→ RECORD LIST
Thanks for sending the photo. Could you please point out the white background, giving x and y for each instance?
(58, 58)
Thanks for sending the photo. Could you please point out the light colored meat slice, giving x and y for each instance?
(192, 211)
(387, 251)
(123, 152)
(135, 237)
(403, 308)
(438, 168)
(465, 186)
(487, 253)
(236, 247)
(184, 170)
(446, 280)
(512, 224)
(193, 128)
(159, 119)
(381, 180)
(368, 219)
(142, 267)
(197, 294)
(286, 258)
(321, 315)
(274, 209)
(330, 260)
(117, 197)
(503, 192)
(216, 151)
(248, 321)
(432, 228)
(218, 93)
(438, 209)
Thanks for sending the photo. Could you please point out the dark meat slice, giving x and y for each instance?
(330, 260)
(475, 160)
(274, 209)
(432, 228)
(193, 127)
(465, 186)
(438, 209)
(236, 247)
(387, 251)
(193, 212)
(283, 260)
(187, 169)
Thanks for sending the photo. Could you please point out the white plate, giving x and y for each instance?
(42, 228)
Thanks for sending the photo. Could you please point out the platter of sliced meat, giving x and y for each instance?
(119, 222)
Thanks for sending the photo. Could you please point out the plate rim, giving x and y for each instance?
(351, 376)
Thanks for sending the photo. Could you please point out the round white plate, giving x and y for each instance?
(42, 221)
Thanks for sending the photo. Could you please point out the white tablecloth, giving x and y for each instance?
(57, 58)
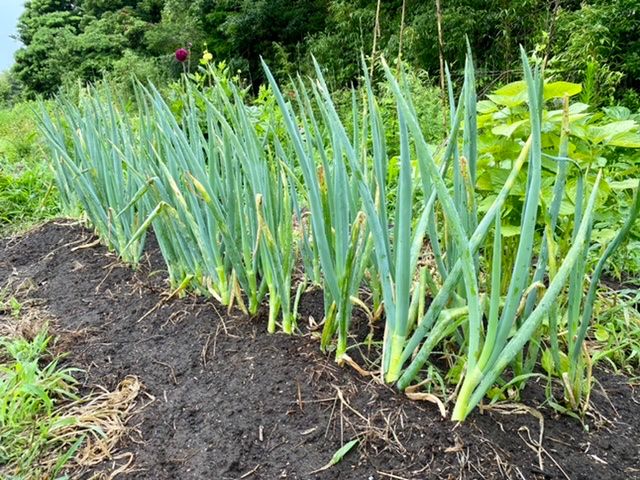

→ WHAT THE EXERCISE ASKS
Update every entry above so that "meat slice" becomes "slice of meat" wherever it occurs, keeping everything else the same. Leave the pictures out of your answer.

→ RESULT BELOW
Thanks for sending the photo. Could you please point out the white background, giving x and y for each instance?
(58, 58)
Thanks for sending the photo. Could you please point out the light colored slice of meat, giving x and y for each instance?
(192, 211)
(387, 251)
(123, 152)
(135, 237)
(403, 308)
(438, 168)
(465, 186)
(487, 253)
(236, 247)
(184, 170)
(446, 280)
(512, 224)
(193, 128)
(159, 119)
(381, 180)
(368, 219)
(142, 267)
(197, 294)
(286, 258)
(321, 315)
(274, 209)
(330, 260)
(117, 197)
(503, 192)
(216, 151)
(248, 321)
(432, 228)
(218, 93)
(438, 209)
Thanks for sending the photo. Could you please point out the dark slice of meat, giving x and y for each instance?
(330, 260)
(475, 160)
(274, 209)
(432, 228)
(193, 127)
(465, 186)
(438, 209)
(236, 247)
(387, 251)
(193, 212)
(283, 260)
(187, 169)
Thanks for sending the photo. Could you please point out the white plate, giving x and y for each instance?
(42, 228)
Thanks for sending the photo. Could you please point out the platter of sliced meat, giving x and y for each instance?
(119, 222)
Thanks for sending the photo. Could you please point out the plate rim, giving x and y for each instance?
(351, 376)
Thanks for sending the photo. Could you please point out the round white plate, giving x and y for each instance?
(42, 221)
Thanks for sending the photo. Could you please point out the white tablecloth, giving x and y for each instance?
(57, 58)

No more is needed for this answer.